— Instructions for the task —
Every line below between the one holding "Target: asphalt surface" and the one holding "Expected: one point per instance of the number", inclusive, should be copied exactly, and no other line.
Start of Material for the task
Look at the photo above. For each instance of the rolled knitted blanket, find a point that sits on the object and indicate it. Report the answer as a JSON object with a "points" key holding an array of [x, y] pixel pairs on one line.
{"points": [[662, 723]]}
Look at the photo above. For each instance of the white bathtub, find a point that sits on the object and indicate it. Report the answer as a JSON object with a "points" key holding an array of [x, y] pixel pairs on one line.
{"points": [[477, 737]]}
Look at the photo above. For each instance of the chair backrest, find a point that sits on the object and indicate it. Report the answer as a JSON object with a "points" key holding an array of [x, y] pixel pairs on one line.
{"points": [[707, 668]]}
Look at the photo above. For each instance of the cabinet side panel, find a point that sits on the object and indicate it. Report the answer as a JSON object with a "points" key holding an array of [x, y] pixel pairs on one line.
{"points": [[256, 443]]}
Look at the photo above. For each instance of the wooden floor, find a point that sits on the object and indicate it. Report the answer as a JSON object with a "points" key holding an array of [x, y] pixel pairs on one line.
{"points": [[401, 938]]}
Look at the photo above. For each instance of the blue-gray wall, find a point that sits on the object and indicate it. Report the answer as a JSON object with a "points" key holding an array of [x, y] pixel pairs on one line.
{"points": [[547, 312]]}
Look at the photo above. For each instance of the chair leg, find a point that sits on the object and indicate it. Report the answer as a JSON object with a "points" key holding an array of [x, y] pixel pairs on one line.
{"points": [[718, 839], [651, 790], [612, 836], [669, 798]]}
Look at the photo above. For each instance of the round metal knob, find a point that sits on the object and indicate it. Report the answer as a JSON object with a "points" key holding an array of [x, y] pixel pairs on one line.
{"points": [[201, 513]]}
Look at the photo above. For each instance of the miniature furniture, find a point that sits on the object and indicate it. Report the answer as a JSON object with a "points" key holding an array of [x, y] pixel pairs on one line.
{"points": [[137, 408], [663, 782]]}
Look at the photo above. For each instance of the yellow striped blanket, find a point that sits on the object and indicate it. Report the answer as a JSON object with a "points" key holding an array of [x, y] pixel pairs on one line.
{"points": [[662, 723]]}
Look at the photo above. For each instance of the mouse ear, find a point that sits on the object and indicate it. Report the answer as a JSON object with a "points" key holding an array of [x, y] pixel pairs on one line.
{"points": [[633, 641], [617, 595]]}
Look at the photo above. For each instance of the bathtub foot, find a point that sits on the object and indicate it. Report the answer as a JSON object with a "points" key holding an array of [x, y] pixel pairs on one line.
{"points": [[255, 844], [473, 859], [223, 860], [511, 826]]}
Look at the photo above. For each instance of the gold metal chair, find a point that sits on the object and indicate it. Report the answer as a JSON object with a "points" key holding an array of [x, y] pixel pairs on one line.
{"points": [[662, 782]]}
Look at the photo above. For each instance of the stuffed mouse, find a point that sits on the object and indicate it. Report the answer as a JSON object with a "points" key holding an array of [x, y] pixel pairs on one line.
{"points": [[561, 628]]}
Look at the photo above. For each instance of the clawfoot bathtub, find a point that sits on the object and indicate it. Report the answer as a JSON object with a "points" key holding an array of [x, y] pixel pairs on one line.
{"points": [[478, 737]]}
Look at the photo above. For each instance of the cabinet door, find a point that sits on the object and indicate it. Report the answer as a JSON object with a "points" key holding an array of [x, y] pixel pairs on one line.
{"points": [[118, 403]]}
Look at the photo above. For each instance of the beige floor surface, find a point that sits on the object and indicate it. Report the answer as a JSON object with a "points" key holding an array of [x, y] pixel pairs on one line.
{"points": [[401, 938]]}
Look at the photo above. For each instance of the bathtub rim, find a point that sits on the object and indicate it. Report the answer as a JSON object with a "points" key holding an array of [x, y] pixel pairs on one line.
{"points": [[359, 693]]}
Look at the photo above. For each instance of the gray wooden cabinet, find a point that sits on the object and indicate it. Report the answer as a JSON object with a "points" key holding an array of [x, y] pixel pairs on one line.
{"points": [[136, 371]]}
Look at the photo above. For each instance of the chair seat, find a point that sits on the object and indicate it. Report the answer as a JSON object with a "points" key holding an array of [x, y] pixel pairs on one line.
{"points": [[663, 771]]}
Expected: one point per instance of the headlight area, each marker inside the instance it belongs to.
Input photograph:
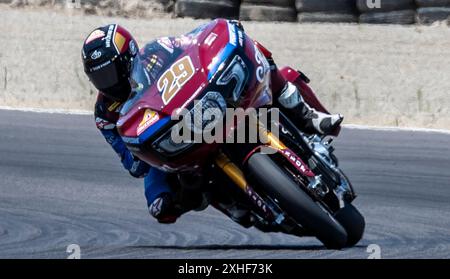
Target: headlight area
(188, 132)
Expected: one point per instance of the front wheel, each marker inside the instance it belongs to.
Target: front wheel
(295, 202)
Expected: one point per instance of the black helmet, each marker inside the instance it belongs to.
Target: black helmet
(107, 55)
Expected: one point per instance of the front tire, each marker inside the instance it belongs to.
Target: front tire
(295, 202)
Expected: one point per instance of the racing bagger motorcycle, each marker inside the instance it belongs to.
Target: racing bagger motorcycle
(296, 189)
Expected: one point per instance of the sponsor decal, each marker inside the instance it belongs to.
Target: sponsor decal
(149, 118)
(166, 44)
(210, 39)
(263, 67)
(294, 159)
(96, 68)
(108, 37)
(232, 34)
(241, 38)
(172, 80)
(95, 35)
(119, 41)
(104, 124)
(133, 47)
(113, 106)
(96, 54)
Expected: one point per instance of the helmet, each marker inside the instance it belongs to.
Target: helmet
(107, 55)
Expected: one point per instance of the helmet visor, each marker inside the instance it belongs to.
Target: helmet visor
(105, 76)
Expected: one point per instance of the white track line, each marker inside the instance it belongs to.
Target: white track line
(348, 126)
(395, 129)
(58, 111)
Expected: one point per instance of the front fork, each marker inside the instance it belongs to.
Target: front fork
(236, 175)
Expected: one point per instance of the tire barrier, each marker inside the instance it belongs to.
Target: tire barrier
(332, 11)
(267, 13)
(433, 3)
(326, 11)
(207, 8)
(387, 11)
(268, 10)
(327, 17)
(430, 11)
(394, 17)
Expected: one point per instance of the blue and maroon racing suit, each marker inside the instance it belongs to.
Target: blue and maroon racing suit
(158, 54)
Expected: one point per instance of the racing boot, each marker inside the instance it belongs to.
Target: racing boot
(310, 120)
(164, 209)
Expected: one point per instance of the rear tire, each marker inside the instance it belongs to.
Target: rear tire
(353, 222)
(295, 202)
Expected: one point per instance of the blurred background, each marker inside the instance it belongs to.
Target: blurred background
(380, 62)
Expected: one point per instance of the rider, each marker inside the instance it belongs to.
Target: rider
(108, 54)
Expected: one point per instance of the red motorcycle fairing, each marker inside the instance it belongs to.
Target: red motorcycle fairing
(207, 61)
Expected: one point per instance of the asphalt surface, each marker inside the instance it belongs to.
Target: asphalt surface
(61, 184)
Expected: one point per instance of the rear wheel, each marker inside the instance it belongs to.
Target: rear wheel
(295, 202)
(353, 222)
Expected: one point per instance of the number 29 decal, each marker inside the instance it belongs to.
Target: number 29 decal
(172, 80)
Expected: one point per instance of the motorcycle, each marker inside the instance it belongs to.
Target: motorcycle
(297, 188)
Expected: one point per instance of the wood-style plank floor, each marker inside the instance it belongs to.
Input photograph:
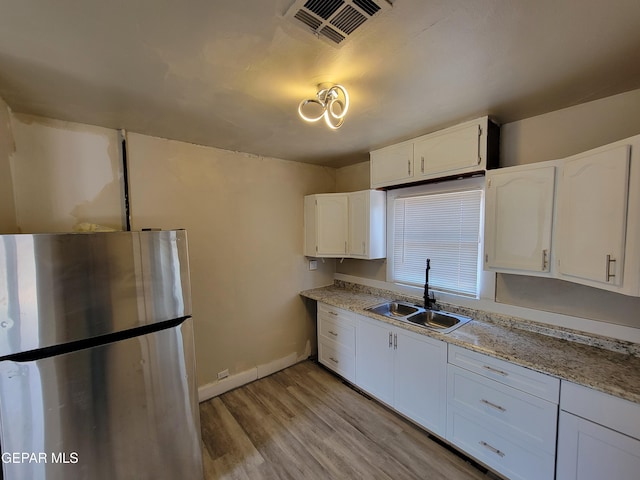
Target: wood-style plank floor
(304, 423)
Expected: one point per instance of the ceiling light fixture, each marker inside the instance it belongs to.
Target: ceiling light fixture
(331, 103)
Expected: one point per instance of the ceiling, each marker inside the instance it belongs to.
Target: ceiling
(231, 74)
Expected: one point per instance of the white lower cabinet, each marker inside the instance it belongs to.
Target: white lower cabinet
(405, 370)
(336, 340)
(503, 415)
(598, 436)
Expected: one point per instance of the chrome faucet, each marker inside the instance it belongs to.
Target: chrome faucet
(429, 300)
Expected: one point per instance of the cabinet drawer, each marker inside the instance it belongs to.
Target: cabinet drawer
(496, 450)
(535, 383)
(616, 413)
(336, 331)
(522, 416)
(339, 359)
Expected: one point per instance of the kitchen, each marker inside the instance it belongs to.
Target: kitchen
(244, 211)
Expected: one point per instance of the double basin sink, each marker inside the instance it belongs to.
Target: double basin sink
(437, 320)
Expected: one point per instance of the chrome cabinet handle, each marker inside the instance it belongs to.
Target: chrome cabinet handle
(491, 448)
(495, 370)
(608, 269)
(493, 405)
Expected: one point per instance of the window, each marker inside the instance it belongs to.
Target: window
(440, 222)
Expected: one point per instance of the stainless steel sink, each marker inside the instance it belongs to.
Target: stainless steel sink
(437, 320)
(443, 322)
(395, 309)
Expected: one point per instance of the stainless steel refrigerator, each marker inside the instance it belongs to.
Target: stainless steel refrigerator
(97, 371)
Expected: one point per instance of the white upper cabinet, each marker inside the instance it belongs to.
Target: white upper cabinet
(519, 218)
(449, 151)
(392, 165)
(585, 230)
(367, 224)
(326, 225)
(592, 217)
(466, 148)
(342, 225)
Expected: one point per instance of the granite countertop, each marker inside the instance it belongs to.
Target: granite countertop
(609, 366)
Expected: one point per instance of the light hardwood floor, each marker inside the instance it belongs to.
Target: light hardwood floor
(304, 423)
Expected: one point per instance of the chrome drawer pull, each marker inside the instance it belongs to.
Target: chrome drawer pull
(609, 275)
(495, 370)
(493, 449)
(493, 405)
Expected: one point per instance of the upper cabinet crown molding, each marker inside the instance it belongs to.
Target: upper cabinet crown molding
(582, 227)
(467, 148)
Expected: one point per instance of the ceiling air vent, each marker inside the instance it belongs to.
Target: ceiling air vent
(335, 20)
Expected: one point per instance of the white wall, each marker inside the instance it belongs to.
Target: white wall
(244, 218)
(8, 222)
(64, 174)
(243, 214)
(570, 130)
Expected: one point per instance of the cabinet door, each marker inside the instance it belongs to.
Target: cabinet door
(588, 451)
(519, 215)
(359, 224)
(374, 359)
(392, 165)
(420, 390)
(332, 224)
(452, 149)
(592, 217)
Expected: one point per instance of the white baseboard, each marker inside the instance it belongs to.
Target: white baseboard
(276, 365)
(210, 390)
(214, 389)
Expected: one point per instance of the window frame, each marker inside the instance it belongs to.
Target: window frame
(486, 280)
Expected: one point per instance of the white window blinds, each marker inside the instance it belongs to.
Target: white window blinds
(444, 227)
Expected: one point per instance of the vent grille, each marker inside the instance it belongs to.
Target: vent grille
(348, 19)
(369, 7)
(335, 20)
(323, 8)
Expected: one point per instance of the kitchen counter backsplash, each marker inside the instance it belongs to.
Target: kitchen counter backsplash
(605, 364)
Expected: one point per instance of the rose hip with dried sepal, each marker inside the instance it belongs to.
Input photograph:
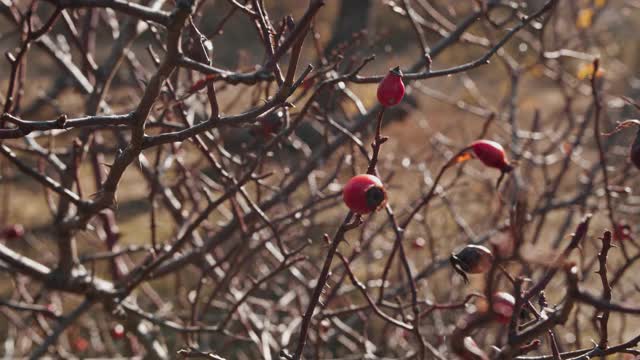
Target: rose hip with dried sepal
(503, 306)
(117, 332)
(472, 259)
(364, 194)
(12, 232)
(391, 88)
(491, 154)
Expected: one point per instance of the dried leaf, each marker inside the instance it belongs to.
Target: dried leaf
(585, 19)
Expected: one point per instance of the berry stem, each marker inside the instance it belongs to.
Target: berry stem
(378, 140)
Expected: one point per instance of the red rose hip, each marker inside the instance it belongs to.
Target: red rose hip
(491, 154)
(503, 306)
(364, 194)
(12, 232)
(117, 332)
(472, 259)
(391, 88)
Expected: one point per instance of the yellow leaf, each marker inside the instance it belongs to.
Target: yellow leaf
(586, 70)
(585, 18)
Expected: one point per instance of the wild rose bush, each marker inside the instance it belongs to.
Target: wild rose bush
(172, 179)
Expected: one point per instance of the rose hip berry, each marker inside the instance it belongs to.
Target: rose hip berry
(364, 194)
(472, 259)
(12, 232)
(391, 88)
(503, 306)
(117, 331)
(491, 154)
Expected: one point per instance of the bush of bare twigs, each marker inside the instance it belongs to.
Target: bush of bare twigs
(172, 174)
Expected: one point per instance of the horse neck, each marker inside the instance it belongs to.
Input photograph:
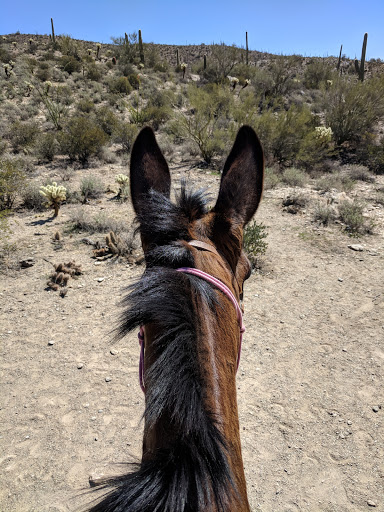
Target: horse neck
(218, 343)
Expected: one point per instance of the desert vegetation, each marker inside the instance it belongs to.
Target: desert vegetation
(69, 113)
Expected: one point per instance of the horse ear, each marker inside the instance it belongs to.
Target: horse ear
(149, 170)
(242, 178)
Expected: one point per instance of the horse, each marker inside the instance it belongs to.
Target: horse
(187, 306)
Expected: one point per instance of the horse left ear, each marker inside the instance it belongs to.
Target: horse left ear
(242, 179)
(149, 170)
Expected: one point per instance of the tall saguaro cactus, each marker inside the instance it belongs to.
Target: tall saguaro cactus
(360, 67)
(339, 61)
(141, 50)
(53, 32)
(246, 48)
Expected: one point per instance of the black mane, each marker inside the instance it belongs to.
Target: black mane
(194, 472)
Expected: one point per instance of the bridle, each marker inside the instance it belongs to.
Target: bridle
(210, 279)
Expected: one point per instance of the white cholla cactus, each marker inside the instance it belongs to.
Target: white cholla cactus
(233, 81)
(122, 179)
(323, 133)
(54, 194)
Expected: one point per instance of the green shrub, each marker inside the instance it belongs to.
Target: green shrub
(23, 136)
(294, 177)
(100, 223)
(12, 182)
(69, 64)
(46, 147)
(331, 182)
(317, 72)
(91, 188)
(254, 242)
(272, 178)
(120, 85)
(81, 139)
(351, 214)
(315, 148)
(207, 124)
(156, 116)
(93, 72)
(31, 197)
(85, 105)
(353, 108)
(359, 173)
(282, 133)
(134, 80)
(324, 214)
(43, 72)
(125, 134)
(106, 120)
(221, 61)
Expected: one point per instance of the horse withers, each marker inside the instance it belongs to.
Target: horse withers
(186, 306)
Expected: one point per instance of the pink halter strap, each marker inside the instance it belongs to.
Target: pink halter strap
(222, 287)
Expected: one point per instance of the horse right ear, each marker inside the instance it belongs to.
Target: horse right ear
(242, 179)
(149, 170)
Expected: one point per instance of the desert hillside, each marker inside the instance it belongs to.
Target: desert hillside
(310, 382)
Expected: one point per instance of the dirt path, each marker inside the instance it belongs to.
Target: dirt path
(309, 383)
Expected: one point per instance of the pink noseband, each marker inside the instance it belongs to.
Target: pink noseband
(218, 284)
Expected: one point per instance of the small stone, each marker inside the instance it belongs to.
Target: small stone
(27, 262)
(96, 479)
(356, 247)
End of Material for the task
— Response area —
Target: asphalt surface
(61, 184)
Expected: one point per instance of the rear wheel, each marker inside the instance it belongs to.
Target: rear wheel
(295, 202)
(353, 222)
Expected: one point per instance of the number 29 decal, each marker inside the instance it belongs to.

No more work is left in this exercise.